* _Problem requirements_:
Word for word, restate every entry shown below.

START Records to use

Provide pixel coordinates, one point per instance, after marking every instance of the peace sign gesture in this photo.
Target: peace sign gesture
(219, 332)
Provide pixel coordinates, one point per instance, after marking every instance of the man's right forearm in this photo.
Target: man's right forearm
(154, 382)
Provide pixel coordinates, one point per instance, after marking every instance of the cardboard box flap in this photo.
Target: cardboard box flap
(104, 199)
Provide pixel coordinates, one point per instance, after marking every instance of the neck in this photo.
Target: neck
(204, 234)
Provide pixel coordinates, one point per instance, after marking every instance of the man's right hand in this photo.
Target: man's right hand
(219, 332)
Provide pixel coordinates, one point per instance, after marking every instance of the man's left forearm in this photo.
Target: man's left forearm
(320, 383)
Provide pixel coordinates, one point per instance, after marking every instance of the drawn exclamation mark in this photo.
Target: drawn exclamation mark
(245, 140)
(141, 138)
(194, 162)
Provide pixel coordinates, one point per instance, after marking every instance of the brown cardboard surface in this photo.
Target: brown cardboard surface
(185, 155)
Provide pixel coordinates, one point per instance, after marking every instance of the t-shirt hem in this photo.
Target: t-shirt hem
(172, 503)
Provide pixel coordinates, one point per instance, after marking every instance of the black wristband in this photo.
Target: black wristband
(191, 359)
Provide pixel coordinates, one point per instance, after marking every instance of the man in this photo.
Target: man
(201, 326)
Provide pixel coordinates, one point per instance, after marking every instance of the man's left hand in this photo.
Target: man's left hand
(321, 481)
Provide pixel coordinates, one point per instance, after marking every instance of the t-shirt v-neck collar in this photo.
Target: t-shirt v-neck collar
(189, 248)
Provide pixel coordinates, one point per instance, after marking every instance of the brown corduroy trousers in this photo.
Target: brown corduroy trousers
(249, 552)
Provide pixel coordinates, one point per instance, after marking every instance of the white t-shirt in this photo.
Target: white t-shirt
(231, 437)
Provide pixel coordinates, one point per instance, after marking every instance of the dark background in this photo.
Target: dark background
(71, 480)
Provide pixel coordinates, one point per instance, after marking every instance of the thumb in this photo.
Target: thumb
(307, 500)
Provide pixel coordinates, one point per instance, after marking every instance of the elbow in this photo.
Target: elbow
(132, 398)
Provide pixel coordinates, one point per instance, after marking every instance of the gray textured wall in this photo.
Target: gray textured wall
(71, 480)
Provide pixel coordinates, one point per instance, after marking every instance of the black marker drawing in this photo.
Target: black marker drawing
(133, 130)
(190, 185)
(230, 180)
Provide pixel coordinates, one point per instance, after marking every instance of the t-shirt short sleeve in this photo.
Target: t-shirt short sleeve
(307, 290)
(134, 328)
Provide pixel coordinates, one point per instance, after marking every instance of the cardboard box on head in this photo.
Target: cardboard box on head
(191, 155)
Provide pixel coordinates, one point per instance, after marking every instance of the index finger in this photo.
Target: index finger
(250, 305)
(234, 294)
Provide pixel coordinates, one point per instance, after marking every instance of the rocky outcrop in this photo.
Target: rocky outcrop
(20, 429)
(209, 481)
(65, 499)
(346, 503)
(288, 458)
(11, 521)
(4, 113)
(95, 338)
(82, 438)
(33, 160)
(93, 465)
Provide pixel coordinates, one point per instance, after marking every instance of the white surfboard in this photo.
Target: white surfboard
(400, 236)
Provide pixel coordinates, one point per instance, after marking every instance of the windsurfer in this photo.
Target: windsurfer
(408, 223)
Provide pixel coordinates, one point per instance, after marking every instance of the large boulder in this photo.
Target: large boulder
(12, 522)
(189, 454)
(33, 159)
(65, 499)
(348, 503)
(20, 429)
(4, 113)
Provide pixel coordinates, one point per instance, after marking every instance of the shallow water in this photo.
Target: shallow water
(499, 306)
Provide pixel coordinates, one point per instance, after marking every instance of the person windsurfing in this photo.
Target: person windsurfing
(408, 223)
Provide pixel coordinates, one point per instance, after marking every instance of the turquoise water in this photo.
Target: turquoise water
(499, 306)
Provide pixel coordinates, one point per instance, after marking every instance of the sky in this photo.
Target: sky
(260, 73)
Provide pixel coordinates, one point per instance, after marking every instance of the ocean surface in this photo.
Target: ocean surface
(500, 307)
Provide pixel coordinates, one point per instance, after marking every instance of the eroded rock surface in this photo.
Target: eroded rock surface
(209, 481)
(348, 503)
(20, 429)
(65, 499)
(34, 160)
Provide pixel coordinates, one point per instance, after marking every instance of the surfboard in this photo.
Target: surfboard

END Records to use

* _Reply_:
Provide pixel coordinates, one point per instance, after marking every instance of the peace sign gesture in this photo.
Target: peace sign gesture
(219, 332)
Provide pixel coordinates, one point per instance, after marking every instance of the man's right forearm in this photo.
Target: man's right forearm
(154, 382)
Provide pixel coordinates, one point per instance, after marking every instance of the cardboard box flap in this photo.
Target: cardboard box flap
(104, 199)
Provide pixel coordinates, one point per instance, after marking every instance of the neck in this photo.
Target: neck
(204, 234)
Provide pixel coordinates, one point per instance, after marking every instance of the man's right hand in this photo.
Target: man's right hand
(219, 332)
Provide pixel coordinates, one point per instance, after marking every instance of the man's left forearm in this photo.
Target: man's left forearm
(320, 383)
Provide pixel coordinates, one point per instance, after marking every instance of the drawn exclamation mark in this photo.
Target: drawn exclamation mark
(245, 140)
(141, 138)
(194, 162)
Provide pixel coordinates, one point per instance, after marking every instance of the brown cardboard surface in this photo.
Target: brown cardboard surface
(185, 155)
Provide pixel coordinates, one point per instance, after marking every instance of the t-shirt hem in this photo.
Target: t-shirt hem
(172, 503)
Provide pixel coordinates, one point per instance, after marking every instance of the black wristband in this photo.
Target: black wristband
(191, 359)
Provide pixel coordinates, one point per instance, after marking every instance of the man in this photo.
Target: man
(201, 326)
Provide pixel coordinates, one point per instance, after marking every instance of the man's left hand in this photo.
Target: man's left hand
(321, 481)
Provide pixel coordinates, one point per instance, after marking every instance of the t-shirt v-neck collar in this photo.
Target: t-shirt v-neck collar
(189, 248)
Provide pixel coordinates, one point per instance, after marking every instance of the brown corduroy trousers in this photo.
Target: brown corduroy trousers
(249, 552)
Provide pixel coordinates, one point per instance, after marking every instance of the white t-shirt in this photo.
Target: white t-shirt
(231, 437)
Provide pixel coordinates, one point per instance, after marking every instance of the dark background in this photo.
Target: dark background
(71, 480)
Provide pixel coordinates, one point per instance, after marking every instance of the thumb in this photo.
Target: thumb
(307, 500)
Provide pixel coordinates, one point per instance, after marking every instance of the elbow in this photo.
Target: elbow
(132, 398)
Provide pixel coordinates, one point per instance, after marking every instance of the gray textured wall in this photo.
Target: gray textured wall
(71, 480)
Provide pixel coordinates, one point per instance, after marking every instance of the black marker drawing in this photo.
Target: black marker drawing
(133, 130)
(190, 185)
(230, 180)
Provide pixel coordinates, one point per instance, after marking every instance of the t-shirt short sleeve in this photo.
Target: t-shirt short sleeve
(307, 290)
(134, 328)
Provide pixel coordinates, one point per instance, after marking every instance of the cardboard box on head in this photo.
Target: cardboard box on head
(191, 155)
Provide pixel coordinates, one point per instance, after marking every instance of the index finger in this photo.
Target: index finger
(250, 305)
(234, 294)
Provide pixel coordinates, one point per instance, after marking every instance of the rocky outcrop in this photo.
Target: rocky outcrop
(20, 429)
(209, 481)
(65, 499)
(346, 503)
(288, 458)
(11, 521)
(4, 113)
(95, 338)
(82, 438)
(33, 160)
(93, 465)
Provide pixel coordinates, one point per instance, after marking every instance of the white surfboard in this photo.
Target: white surfboard
(400, 236)
Provide pixel coordinates, one point per instance, after marking every instance of the windsurfer in this photo.
Target: windsurfer
(408, 223)
Provide pixel coordinates, one point per instance, after marking every instance of the large boulder in this photo.
Target: large boulder
(12, 522)
(189, 454)
(33, 159)
(65, 499)
(348, 503)
(20, 429)
(4, 113)
Provide pixel coordinates, one point per instance, after marking every instance of the shallow water in this photo.
Target: shallow water
(499, 306)
Provide pixel coordinates, one point per instance, after marking every instance of the person windsurfing in this photo.
Target: person windsurfing
(408, 223)
Provide pixel coordinates, one point per instance, after marking every instance of the turquoise water in this photo.
Target: turquoise water
(499, 306)
Provide pixel coordinates, one point per instance, after marking every instance of the sky in this photo.
Target: sky
(260, 73)
Provide pixel coordinates, one point per instance, after marking every instance of the ocean surface in this photo.
Target: ocean surface
(500, 307)
Provide pixel coordinates, one point per instance, after marking every instance of the eroded rock surface in this photo.
Target: eroded rock surface
(209, 481)
(348, 503)
(20, 429)
(65, 499)
(34, 160)
Provide pixel coordinates, one point per instance, after marking every instance of the surfboard in this photo.
Target: surfboard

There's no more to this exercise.